- [Work required]: What follows is a listing; restate every line of it word for word.

□ □ □ □

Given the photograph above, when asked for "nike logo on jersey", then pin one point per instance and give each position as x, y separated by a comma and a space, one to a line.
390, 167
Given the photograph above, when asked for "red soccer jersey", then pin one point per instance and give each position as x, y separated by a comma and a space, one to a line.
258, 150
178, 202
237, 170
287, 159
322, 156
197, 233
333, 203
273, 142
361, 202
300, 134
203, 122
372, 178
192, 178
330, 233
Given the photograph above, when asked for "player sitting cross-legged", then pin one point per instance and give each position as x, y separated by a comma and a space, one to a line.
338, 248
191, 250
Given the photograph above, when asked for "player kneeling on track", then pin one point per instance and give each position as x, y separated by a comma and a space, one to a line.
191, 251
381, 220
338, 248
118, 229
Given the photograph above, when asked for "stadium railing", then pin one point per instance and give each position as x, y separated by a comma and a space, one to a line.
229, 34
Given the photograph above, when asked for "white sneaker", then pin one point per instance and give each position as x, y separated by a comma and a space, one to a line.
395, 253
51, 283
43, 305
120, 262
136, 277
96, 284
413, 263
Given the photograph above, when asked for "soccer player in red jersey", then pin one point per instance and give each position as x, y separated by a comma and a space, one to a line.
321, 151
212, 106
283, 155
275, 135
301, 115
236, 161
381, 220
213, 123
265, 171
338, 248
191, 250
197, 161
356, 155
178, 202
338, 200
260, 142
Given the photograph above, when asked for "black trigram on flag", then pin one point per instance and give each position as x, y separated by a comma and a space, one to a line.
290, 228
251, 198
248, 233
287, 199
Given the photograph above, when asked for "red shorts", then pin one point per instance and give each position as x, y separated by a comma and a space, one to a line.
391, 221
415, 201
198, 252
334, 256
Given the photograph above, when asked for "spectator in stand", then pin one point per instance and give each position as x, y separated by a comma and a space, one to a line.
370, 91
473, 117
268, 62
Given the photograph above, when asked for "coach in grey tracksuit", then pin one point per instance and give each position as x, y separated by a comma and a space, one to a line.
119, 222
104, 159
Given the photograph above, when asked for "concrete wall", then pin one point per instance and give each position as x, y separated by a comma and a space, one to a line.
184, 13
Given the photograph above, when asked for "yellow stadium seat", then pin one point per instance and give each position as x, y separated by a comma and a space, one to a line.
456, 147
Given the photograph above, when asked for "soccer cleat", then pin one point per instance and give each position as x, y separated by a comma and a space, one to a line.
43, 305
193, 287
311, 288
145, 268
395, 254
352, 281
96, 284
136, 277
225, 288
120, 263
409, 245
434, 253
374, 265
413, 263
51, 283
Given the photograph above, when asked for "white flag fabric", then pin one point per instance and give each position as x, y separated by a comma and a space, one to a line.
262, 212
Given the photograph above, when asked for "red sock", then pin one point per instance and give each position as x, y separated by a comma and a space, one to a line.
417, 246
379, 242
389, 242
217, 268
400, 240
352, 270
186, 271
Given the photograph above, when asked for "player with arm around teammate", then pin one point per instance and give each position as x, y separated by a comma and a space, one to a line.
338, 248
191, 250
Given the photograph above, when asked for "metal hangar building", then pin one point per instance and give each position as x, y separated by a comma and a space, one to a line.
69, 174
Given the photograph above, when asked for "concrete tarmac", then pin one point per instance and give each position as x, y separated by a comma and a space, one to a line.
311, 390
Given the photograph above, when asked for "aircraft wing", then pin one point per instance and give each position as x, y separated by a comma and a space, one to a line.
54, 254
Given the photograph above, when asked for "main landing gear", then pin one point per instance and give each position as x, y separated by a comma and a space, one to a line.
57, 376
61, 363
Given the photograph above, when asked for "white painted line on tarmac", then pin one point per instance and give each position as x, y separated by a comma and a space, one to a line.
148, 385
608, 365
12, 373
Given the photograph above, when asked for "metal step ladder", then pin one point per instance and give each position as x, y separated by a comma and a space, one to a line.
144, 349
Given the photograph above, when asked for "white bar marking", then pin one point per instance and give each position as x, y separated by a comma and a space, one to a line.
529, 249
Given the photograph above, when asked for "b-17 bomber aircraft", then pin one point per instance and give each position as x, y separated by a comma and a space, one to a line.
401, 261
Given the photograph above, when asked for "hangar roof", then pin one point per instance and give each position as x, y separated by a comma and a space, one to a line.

□ □ □ □

- [Result of the task]:
Given the photograph above, when asked for "nike logo on jersey", then pin one point per instance and give each position as x, y separated by a comma and a space, one to a line.
390, 167
Given the photograph above, when asked for "red soccer jersey", then pin one point per instance and give each position as x, y separated by a comma and a space, one to a line.
258, 150
178, 202
237, 170
287, 159
322, 156
197, 233
333, 203
273, 142
361, 202
300, 134
203, 122
372, 178
192, 178
330, 233
Given the photograph above, when asked for "player sitting cross-legged", then pin one point per instance and give each position as x, y separated by a comma and a space, one to a line.
338, 248
191, 250
Given the photograph above, when asked for "player kneeling on track", then pin one point per instance and give each position as x, y separated by a comma and a space, one to a line.
191, 251
381, 220
338, 248
118, 229
Given the photograph above, when asked for "stadium railing", then pin one point per instance and give each position as x, y separated by a comma and a space, one to a line.
229, 34
Given the photograph above, when asked for "white sneaker", then pin one point per instance and give each position as x, y separated by a comma and a space, one to a line.
395, 253
51, 283
43, 305
120, 262
136, 277
96, 284
413, 263
Given the photograph above, when asked for "soccer player in red jersey", then pin one point per instance and give each position as x, y separated by a comma and a space, one to a line.
321, 151
212, 106
283, 155
275, 135
301, 115
236, 161
381, 220
213, 123
265, 171
338, 248
191, 250
197, 161
356, 155
178, 202
338, 200
260, 142
Given the photograph above, when asked for "black trigram on flag", then pin one point per instance and give each position as x, y separated by a comma and a space, one to a line.
290, 228
251, 198
248, 233
287, 199
Given the photograph above, when asked for "red shorts", then pin one point per instance and give each position as x, y separated by a comma and a space, one to a line.
391, 221
415, 201
198, 252
334, 256
Given the photograph above, when asked for "spectator in stand", then pin one point per instance and give each position as x, y separated by a comma and a space, one to a line.
370, 91
473, 117
268, 62
Given the photograph above, when asked for "coach in grey tracksuit", then pin one point per instance and give each position as x, y separated by a comma and a space, one to a line.
119, 222
104, 159
Given the photograph above, when asked for "concrete wall", then pin one point per instance and give each position as x, y separated by a comma and a space, one to a line.
184, 13
Given the photograph above, when asked for "yellow stadium seat", then pin one point per instance and give each position as x, y separated by a comma and a space, one to a line.
456, 147
Given the photograph above, when asked for "soccer cleat", then pin one point per instance and give each position as x, y separated by a comma and a space, one to a line.
43, 305
193, 287
311, 288
145, 268
395, 254
352, 281
96, 284
136, 277
225, 288
120, 263
409, 245
434, 253
374, 265
413, 263
51, 283
Given the photograph above, when asked for "white flag fabric", then pin one point per instance and give each position as x, y separated by a comma and a space, one to a line.
262, 212
Given the photograph above, when asked for "red sock", then pin one point per instance and give each position as x, y separated by a comma and a space, one to a line.
417, 246
379, 242
389, 242
217, 268
400, 240
352, 270
186, 271
Given the photograph above, when asked for "player with arm around teammate", then pin one point per instance and give each position as x, y separated by a comma and a space, one to a line.
338, 248
191, 250
Given the photograph above, when asked for "metal hangar building", then pin one point per instance and give each position as x, y separated by a comma and a space, one to a line.
69, 174
Given the photograph above, when asked for "concrete tarmac", then pin one point per instance and give each position as x, y separated by a comma and a space, one to a line.
311, 390
Given the photograph above, when asked for "aircraft wing", then pin one point per instance and give each position as x, y separated by a comma and a space, one to a line.
54, 254
Given the photograph above, when asked for "main landing gear", then pin one point per instance and give each position as x, y separated by a comma and a space, one to a line.
57, 376
61, 363
Given the photograph above, when asked for "white painted line on tarmac", then pin one point per instance and give each position as x, y separated by a comma and a space, one to a line.
148, 385
608, 365
12, 373
Given the photograph above, when asked for "metal step ladder", then pin one point per instance and give each position as x, y separated by a comma and a space, one to a line.
144, 349
Given the photograph above, when asked for "white bar marking", then pin one point per instance and give each position as x, y separated by a comma and a space, one to a line.
529, 249
Given the photograph above, when asked for "b-17 bomber aircraft", then pin one point per instance and give each position as x, y separated by a comma and a space, one to a line.
401, 261
Given the photograph above, when asked for "hangar roof", then pin one point per instance and give each position as x, y separated by a comma and a space, one to a line.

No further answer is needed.